■ 提示文:
^^^^^^^^^^^^^^^^
Apollo Client のセットアップ
クライアントサイドで Apollo Client を使用するためのパッケージもインストールしておきましょう。
bashyarn add @apollo/client react react-dom
yarn add -D @types/react @types/react-dom
これで、サーバーサイドとクライアントサイド両方の Apollo 環境が準備できました。
具体例 - 初回クエリの実装
実際に動作する Apollo GraphQL アプリケーションを構築していきます。
スキーマ定義
まず、GraphQL スキーマを定義します。これは API の設計図のような役割を果たします。
typescript// src/schema.ts
import { gql } from 'apollo-server-express';
export const typeDefs = gql`
type User {
id: ID!
name: String!
email: String!
posts: [Post!]!
}
type Post {
id: ID!
title: String!
content: String!
author: User!
}
type Query {
users: [User!]!
user(id: ID!): User
posts: [Post!]!
}
`;
このスキーマでは、ユーザーと投稿の関係性を定義し、どのようなクエリが可能かを宣言しています。
リゾルバーの作成
次に、スキーマで定義されたクエリに対する実際の処理を記述するリゾルバーを作成します。
typescript// src/resolvers.ts
interface User {
id: string;
name: string;
email: string;
}
interface Post {
id: string;
title: string;
content: string;
authorId: string;
}
// サンプルデータ
const users: User[] = [
{
id: '1',
name: '田中太郎',
email: 'tanaka@example.com',
},
{ id: '2', name: '佐藤花子', email: 'sato@example.com' },
];
const posts: Post[] = [
{
id: '1',
title: 'Apollo入門',
content: 'GraphQLを学ぼう',
authorId: '1',
},
{
id: '2',
title: 'React Tips',
content: '効率的な開発方法',
authorId: '2',
},
];
続いて、実際のリゾルバー関数を定義します。
typescript// src/resolvers.ts(続き)
^^^^^^^^^^^^^^^^
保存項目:
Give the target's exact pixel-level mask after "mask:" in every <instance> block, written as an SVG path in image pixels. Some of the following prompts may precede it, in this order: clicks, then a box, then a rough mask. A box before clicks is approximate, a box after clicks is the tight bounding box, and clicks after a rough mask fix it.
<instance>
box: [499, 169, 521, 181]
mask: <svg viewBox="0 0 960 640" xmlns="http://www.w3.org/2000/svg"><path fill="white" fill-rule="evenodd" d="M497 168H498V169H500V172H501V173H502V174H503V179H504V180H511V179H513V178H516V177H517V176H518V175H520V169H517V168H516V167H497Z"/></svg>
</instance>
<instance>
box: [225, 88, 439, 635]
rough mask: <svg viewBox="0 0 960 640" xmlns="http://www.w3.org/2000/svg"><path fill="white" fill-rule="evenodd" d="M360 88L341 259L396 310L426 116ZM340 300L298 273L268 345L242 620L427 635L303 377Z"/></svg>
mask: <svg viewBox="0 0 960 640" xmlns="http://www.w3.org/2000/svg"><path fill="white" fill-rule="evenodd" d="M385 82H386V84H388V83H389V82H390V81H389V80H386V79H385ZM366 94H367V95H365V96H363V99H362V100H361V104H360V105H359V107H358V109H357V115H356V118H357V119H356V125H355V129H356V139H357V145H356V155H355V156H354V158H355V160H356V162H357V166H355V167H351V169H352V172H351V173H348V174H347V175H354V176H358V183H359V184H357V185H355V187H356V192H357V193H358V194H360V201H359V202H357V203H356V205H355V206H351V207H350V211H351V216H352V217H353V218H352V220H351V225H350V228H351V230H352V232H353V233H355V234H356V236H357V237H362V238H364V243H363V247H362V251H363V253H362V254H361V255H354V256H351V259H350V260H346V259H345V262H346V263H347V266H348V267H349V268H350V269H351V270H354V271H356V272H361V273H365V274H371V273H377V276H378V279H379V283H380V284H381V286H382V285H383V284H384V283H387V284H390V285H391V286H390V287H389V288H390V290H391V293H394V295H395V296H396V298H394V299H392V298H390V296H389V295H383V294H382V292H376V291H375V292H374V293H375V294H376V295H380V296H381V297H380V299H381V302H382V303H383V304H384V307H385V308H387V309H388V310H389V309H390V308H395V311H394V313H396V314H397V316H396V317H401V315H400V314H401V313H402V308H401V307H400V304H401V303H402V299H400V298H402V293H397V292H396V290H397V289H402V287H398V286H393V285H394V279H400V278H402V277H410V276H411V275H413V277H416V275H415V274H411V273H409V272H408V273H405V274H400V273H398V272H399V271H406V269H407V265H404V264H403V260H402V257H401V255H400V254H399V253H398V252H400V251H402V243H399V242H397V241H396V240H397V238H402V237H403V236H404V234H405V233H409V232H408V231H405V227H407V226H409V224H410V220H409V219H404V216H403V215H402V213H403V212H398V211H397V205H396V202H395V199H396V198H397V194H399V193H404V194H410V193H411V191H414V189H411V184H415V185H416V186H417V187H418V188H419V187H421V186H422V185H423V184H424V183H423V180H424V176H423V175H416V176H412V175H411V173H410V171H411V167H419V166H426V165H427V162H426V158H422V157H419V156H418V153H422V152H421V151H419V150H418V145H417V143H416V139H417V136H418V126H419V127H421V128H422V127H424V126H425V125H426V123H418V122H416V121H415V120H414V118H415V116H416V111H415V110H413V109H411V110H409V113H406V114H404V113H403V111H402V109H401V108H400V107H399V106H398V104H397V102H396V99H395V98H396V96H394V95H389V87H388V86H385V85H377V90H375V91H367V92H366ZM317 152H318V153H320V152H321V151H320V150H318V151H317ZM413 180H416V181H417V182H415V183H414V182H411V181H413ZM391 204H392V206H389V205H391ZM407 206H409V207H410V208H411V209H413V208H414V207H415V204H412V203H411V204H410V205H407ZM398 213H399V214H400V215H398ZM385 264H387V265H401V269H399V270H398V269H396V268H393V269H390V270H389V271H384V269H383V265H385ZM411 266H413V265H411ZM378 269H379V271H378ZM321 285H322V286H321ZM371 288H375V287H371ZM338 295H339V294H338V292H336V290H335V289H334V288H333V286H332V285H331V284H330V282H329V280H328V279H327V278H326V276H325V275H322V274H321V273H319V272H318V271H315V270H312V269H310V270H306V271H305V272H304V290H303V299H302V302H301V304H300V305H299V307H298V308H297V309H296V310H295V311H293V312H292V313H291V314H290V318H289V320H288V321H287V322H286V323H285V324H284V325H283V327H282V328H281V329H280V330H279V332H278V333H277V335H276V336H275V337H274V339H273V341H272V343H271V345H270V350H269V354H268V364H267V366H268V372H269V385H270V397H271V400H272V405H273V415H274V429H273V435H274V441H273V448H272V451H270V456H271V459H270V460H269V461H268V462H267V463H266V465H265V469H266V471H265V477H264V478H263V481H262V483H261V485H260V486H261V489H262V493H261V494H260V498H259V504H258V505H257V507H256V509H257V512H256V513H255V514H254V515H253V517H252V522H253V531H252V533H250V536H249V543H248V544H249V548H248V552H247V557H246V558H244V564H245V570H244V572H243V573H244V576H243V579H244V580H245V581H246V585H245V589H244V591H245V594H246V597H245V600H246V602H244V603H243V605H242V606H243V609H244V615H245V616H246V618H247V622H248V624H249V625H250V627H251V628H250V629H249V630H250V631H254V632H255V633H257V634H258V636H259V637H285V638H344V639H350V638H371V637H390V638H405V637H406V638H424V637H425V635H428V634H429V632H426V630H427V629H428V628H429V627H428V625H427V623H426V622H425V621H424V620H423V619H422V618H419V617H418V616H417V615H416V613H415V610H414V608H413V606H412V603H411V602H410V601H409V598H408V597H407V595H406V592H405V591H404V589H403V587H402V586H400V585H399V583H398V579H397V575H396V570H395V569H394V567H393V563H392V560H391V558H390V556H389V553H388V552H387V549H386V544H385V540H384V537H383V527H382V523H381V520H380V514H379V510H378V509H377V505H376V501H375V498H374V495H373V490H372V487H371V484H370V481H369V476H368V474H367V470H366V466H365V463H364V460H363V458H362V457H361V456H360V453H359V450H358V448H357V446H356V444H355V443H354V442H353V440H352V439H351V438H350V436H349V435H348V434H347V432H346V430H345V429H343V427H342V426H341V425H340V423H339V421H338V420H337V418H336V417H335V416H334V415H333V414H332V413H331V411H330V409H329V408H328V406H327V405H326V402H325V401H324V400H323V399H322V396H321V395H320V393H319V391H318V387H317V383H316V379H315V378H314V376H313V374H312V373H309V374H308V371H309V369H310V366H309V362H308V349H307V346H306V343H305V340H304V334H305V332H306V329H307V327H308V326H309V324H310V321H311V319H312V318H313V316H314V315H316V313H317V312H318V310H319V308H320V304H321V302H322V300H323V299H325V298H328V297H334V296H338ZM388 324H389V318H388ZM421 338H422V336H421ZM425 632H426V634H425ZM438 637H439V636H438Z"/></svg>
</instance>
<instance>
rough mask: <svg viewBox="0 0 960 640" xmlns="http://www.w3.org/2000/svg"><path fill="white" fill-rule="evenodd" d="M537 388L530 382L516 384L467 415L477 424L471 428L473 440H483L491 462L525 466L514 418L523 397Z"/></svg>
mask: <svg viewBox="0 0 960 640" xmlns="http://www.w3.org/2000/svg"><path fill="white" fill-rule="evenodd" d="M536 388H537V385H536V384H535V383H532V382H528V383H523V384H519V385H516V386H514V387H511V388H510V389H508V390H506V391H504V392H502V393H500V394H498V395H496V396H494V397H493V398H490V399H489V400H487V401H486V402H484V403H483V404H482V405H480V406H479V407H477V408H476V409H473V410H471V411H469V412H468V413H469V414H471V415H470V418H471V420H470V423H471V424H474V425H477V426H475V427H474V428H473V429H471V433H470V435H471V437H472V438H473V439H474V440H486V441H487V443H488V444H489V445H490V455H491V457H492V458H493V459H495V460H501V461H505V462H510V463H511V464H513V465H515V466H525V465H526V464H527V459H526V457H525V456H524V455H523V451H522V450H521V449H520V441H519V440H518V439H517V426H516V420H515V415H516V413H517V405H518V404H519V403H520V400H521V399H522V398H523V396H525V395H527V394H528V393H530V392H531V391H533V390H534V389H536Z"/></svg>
^^^^^^^^^^^^^^^^
■ 作業指示:
提示文の GraphQL スキーマで、type Post に定義されているフィールド名をすべて挙げなさい。 記録は使わなくてよい。

■ 作業結果:
id、title、content、author